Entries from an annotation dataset
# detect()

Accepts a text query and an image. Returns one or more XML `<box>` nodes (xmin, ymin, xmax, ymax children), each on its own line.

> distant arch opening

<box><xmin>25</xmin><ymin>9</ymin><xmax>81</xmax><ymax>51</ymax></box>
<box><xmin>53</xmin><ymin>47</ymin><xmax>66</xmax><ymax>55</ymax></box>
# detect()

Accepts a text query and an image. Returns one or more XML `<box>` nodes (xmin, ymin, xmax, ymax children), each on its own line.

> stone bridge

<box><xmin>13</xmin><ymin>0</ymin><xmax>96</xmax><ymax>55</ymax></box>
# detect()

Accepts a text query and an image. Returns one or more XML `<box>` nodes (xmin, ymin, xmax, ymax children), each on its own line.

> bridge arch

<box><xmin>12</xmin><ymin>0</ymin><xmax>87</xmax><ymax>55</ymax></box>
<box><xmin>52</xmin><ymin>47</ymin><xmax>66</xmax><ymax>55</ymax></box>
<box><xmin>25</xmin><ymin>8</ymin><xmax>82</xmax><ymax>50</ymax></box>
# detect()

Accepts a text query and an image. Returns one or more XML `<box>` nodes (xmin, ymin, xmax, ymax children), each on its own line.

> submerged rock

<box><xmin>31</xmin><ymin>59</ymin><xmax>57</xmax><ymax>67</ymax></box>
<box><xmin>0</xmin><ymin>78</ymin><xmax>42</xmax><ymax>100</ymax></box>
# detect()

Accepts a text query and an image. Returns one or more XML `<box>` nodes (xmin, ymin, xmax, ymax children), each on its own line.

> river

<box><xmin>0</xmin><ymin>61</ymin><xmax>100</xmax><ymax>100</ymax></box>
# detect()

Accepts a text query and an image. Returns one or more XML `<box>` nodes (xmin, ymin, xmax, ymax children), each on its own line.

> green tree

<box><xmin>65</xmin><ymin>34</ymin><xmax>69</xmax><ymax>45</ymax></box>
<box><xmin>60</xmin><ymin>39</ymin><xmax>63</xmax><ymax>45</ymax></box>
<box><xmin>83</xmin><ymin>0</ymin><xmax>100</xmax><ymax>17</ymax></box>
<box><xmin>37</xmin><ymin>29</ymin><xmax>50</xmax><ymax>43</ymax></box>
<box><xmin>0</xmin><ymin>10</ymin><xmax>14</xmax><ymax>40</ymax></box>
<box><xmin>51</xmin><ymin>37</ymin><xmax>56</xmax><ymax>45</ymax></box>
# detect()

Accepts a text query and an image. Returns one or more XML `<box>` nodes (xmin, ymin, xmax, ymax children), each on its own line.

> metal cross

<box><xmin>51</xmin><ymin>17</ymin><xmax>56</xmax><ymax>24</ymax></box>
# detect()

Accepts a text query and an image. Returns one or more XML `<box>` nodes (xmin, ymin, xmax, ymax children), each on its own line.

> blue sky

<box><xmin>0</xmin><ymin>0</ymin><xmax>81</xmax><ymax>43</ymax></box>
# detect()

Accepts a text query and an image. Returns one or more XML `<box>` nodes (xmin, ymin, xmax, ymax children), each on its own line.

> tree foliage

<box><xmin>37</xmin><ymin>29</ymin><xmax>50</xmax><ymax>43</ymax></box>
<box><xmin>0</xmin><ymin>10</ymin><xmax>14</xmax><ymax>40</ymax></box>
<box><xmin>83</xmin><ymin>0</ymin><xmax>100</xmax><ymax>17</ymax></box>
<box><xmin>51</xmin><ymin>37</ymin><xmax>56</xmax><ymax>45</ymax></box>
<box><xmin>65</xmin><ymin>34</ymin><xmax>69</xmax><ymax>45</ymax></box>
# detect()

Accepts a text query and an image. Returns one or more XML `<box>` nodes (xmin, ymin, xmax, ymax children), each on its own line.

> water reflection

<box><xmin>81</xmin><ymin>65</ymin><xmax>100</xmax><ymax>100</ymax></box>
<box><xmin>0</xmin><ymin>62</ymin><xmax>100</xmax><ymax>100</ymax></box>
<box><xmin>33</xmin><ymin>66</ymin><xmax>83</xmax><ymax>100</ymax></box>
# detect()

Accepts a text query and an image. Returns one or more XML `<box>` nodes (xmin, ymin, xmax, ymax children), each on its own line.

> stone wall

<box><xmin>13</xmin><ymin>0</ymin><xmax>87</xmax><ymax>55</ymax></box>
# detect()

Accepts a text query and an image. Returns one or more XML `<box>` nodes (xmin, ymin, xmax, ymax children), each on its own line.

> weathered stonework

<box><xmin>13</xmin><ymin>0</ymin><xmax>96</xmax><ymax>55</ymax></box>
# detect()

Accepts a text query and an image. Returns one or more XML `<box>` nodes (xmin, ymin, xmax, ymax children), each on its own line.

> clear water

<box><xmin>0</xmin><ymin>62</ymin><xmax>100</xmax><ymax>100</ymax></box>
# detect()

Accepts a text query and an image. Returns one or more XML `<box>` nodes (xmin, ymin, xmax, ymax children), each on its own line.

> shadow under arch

#### [EXERCISE DESCRIPTION]
Reproduce the entries above in full, verbatim.

#### [FINAL RESULT]
# detect()

Accepts a text query and an image. Returns one or more XML `<box>` nodes (xmin, ymin, xmax, ymax children), each on its own line.

> distant arch opening

<box><xmin>25</xmin><ymin>9</ymin><xmax>81</xmax><ymax>51</ymax></box>
<box><xmin>53</xmin><ymin>47</ymin><xmax>66</xmax><ymax>55</ymax></box>
# detect()

Accepts a text query and an image. Returns one or more XML `<box>` nodes (xmin, ymin, xmax, ymax children), each on its own line.

> stone bridge

<box><xmin>13</xmin><ymin>0</ymin><xmax>96</xmax><ymax>55</ymax></box>
# detect()

Accepts a text query and an image. Returns one or more XML `<box>` nodes (xmin, ymin, xmax, ymax children), each on its own line.

> bridge arch

<box><xmin>12</xmin><ymin>0</ymin><xmax>87</xmax><ymax>55</ymax></box>
<box><xmin>52</xmin><ymin>47</ymin><xmax>66</xmax><ymax>55</ymax></box>
<box><xmin>25</xmin><ymin>8</ymin><xmax>82</xmax><ymax>50</ymax></box>
# detect()

Accepts a text query and an image. Returns one or more XML `<box>` nodes (xmin, ymin, xmax, ymax children), each on its own line.

> submerged rock

<box><xmin>31</xmin><ymin>59</ymin><xmax>57</xmax><ymax>67</ymax></box>
<box><xmin>0</xmin><ymin>78</ymin><xmax>42</xmax><ymax>100</ymax></box>
# detect()

Accepts a text query and an image. Returns one or more XML `<box>` nodes (xmin, ymin, xmax, ymax children), each on its own line.

> river

<box><xmin>0</xmin><ymin>61</ymin><xmax>100</xmax><ymax>100</ymax></box>
# detect()

Accepts a text query and an image. Returns one or more XML `<box>` nodes (xmin, ymin, xmax, ymax children), each on its own line.

> green tree

<box><xmin>65</xmin><ymin>34</ymin><xmax>69</xmax><ymax>45</ymax></box>
<box><xmin>60</xmin><ymin>39</ymin><xmax>63</xmax><ymax>45</ymax></box>
<box><xmin>83</xmin><ymin>0</ymin><xmax>100</xmax><ymax>17</ymax></box>
<box><xmin>37</xmin><ymin>29</ymin><xmax>50</xmax><ymax>43</ymax></box>
<box><xmin>0</xmin><ymin>10</ymin><xmax>14</xmax><ymax>40</ymax></box>
<box><xmin>51</xmin><ymin>37</ymin><xmax>56</xmax><ymax>45</ymax></box>
# detect()

Accepts a text query and an image. Returns one or more XML `<box>` nodes (xmin, ymin, xmax, ymax children), each on its own line.

> metal cross

<box><xmin>51</xmin><ymin>17</ymin><xmax>56</xmax><ymax>24</ymax></box>
# detect()

Accepts a text query and an image. Returns one or more XML `<box>` nodes (xmin, ymin, xmax, ymax children), each on its own line.

> blue sky

<box><xmin>0</xmin><ymin>0</ymin><xmax>81</xmax><ymax>43</ymax></box>
# detect()

Accepts a text query and an image. Returns one or more XML `<box>` nodes (xmin, ymin, xmax, ymax children), each on its own line.

> tree foliage

<box><xmin>37</xmin><ymin>29</ymin><xmax>50</xmax><ymax>43</ymax></box>
<box><xmin>0</xmin><ymin>10</ymin><xmax>14</xmax><ymax>40</ymax></box>
<box><xmin>83</xmin><ymin>0</ymin><xmax>100</xmax><ymax>17</ymax></box>
<box><xmin>51</xmin><ymin>37</ymin><xmax>56</xmax><ymax>45</ymax></box>
<box><xmin>65</xmin><ymin>34</ymin><xmax>69</xmax><ymax>45</ymax></box>
# detect()

Accepts a text query and an image. Returns one or more XML `<box>` nodes (xmin, ymin, xmax, ymax children), each on its own line.

> water reflection

<box><xmin>81</xmin><ymin>65</ymin><xmax>100</xmax><ymax>100</ymax></box>
<box><xmin>0</xmin><ymin>62</ymin><xmax>100</xmax><ymax>100</ymax></box>
<box><xmin>33</xmin><ymin>66</ymin><xmax>83</xmax><ymax>100</ymax></box>
# detect()

Accepts a text query and an image. Returns one or more XML `<box>` nodes (xmin, ymin, xmax, ymax children), each on its own line.

> stone wall

<box><xmin>13</xmin><ymin>0</ymin><xmax>87</xmax><ymax>55</ymax></box>
# detect()

Accepts a text query and an image. Returns one or more XML `<box>` nodes (xmin, ymin, xmax, ymax children), each on its own line.

> weathered stonework

<box><xmin>13</xmin><ymin>0</ymin><xmax>96</xmax><ymax>55</ymax></box>
# detect()

Accepts a text query and an image. Returns one or more XML `<box>` nodes (xmin, ymin, xmax, ymax children), each on its own line.

> clear water

<box><xmin>0</xmin><ymin>62</ymin><xmax>100</xmax><ymax>100</ymax></box>
# detect()

Accepts a text query and an image. Returns one or more XML `<box>` nodes (xmin, ymin, xmax, ymax children), each on its own line.

> shadow under arch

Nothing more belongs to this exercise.